### PROBLEM REQUIREMENTS
From the items below, copy word for word every line from the one containing "Every instance of the double-hung" through the last line, including both ends. Leave out any pictures.

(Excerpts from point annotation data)
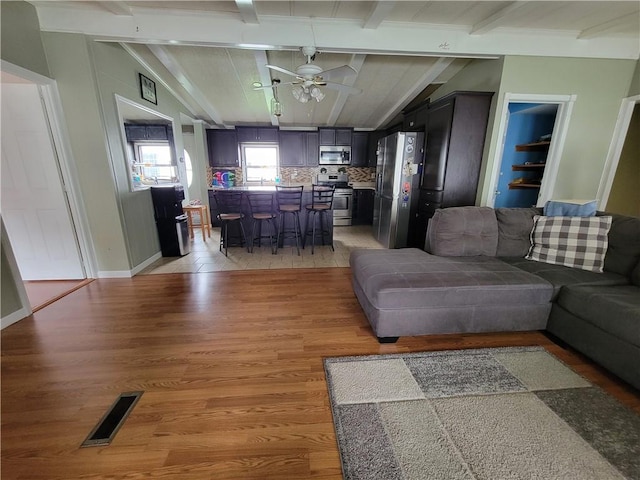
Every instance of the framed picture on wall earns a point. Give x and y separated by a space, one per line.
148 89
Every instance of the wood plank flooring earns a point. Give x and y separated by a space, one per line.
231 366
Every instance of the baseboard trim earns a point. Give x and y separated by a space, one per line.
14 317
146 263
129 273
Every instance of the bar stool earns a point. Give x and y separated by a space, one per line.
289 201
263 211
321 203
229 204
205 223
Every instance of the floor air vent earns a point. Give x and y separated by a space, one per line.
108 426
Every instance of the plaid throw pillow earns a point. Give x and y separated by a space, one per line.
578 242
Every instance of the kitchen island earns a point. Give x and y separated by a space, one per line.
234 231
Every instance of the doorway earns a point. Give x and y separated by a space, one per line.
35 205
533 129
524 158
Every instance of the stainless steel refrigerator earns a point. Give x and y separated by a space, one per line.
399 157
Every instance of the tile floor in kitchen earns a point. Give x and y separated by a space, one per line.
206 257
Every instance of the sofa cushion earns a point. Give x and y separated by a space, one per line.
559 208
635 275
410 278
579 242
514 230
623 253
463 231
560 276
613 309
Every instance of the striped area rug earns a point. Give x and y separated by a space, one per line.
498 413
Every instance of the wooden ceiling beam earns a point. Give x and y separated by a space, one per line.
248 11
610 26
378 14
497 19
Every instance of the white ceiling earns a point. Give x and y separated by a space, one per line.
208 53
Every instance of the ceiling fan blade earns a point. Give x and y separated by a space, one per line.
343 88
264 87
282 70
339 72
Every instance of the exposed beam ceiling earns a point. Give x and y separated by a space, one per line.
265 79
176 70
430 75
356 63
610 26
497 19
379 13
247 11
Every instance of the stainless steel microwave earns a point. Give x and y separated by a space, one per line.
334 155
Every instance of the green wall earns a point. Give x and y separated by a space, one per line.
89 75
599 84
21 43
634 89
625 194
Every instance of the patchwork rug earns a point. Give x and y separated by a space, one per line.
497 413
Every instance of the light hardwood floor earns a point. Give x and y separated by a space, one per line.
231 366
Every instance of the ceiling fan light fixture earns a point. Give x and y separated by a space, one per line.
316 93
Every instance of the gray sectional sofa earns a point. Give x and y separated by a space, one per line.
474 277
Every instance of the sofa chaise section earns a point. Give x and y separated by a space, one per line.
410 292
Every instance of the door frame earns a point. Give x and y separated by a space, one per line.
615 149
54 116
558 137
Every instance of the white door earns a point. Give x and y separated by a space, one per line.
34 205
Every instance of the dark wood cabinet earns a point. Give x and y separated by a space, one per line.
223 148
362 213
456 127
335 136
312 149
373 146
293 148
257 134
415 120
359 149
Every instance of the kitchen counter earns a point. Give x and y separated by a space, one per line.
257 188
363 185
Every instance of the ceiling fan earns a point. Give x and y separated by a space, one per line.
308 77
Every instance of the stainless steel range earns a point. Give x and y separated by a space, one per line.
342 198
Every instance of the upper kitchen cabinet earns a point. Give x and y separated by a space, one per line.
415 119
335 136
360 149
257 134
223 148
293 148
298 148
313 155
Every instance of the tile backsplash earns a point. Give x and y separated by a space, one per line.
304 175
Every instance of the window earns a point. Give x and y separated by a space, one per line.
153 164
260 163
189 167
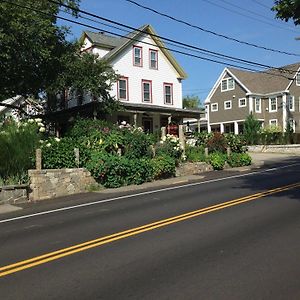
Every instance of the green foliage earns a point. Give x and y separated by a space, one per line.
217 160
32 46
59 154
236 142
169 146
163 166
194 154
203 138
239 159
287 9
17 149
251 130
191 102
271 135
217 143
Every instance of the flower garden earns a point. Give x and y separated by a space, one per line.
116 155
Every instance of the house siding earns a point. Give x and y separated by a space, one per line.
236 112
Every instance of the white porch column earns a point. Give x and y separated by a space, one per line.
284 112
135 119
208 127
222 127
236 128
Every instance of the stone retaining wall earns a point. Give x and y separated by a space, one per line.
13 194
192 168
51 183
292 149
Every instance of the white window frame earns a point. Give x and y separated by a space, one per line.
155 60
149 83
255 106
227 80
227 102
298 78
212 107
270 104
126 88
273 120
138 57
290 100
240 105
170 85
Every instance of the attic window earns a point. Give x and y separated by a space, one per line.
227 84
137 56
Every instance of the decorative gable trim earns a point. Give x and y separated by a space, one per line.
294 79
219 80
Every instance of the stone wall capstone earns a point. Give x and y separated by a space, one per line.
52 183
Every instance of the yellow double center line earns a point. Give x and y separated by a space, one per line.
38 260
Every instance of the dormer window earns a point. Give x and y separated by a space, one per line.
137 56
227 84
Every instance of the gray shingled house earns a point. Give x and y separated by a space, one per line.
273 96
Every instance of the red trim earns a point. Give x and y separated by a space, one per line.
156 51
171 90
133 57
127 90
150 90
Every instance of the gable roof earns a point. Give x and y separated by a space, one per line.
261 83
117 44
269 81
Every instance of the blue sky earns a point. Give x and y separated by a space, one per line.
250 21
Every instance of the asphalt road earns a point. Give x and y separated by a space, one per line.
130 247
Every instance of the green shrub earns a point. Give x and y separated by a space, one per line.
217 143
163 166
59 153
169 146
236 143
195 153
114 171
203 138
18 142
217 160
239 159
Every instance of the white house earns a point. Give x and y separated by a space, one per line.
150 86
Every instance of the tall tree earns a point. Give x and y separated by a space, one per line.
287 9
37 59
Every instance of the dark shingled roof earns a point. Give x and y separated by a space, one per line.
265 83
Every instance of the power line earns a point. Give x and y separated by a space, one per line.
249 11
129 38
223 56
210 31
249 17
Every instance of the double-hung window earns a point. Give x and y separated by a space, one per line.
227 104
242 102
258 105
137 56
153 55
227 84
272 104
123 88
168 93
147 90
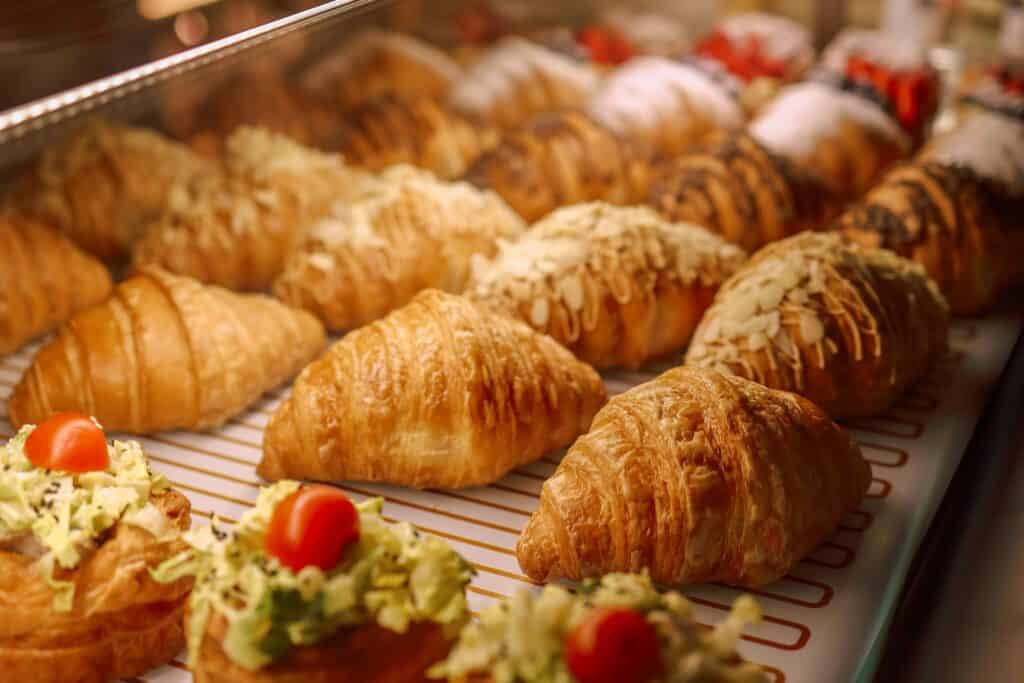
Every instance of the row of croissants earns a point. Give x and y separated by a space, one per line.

### THE RESULT
Every instance of the double-hung window earns a point. Give x and y separated by a space, one per line.
227 104
242 102
258 105
137 56
153 55
227 84
272 104
123 88
168 93
147 90
Every instance of the row of croissants earns a point. Give x and y separated by a space, one per line.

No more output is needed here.